> _Given instruction_
Copy out each line of the material below that contains the word "every". Letter case matters.

--- Begin ---

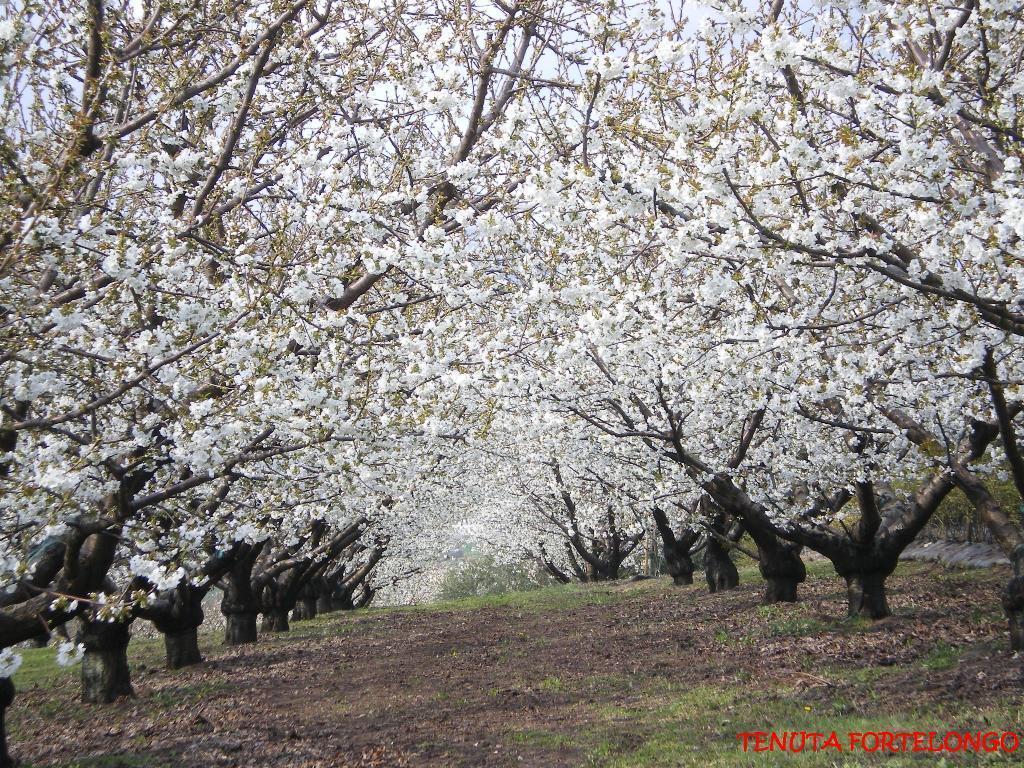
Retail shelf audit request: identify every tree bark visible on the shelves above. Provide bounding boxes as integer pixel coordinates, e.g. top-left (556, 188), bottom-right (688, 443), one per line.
top-left (316, 592), bottom-right (335, 615)
top-left (752, 534), bottom-right (807, 605)
top-left (652, 507), bottom-right (697, 586)
top-left (220, 545), bottom-right (262, 645)
top-left (705, 539), bottom-right (739, 592)
top-left (0, 677), bottom-right (14, 768)
top-left (292, 597), bottom-right (317, 622)
top-left (844, 571), bottom-right (890, 618)
top-left (669, 573), bottom-right (693, 587)
top-left (262, 608), bottom-right (289, 632)
top-left (221, 606), bottom-right (257, 645)
top-left (164, 627), bottom-right (203, 670)
top-left (79, 617), bottom-right (135, 703)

--- End ---

> _Finished task_
Retail shelf audit request: identify every tree bark visible on the shelves above. Provide bounding boxes as integer pixel coordinates, e.g. top-left (556, 188), bottom-right (688, 443), one per line.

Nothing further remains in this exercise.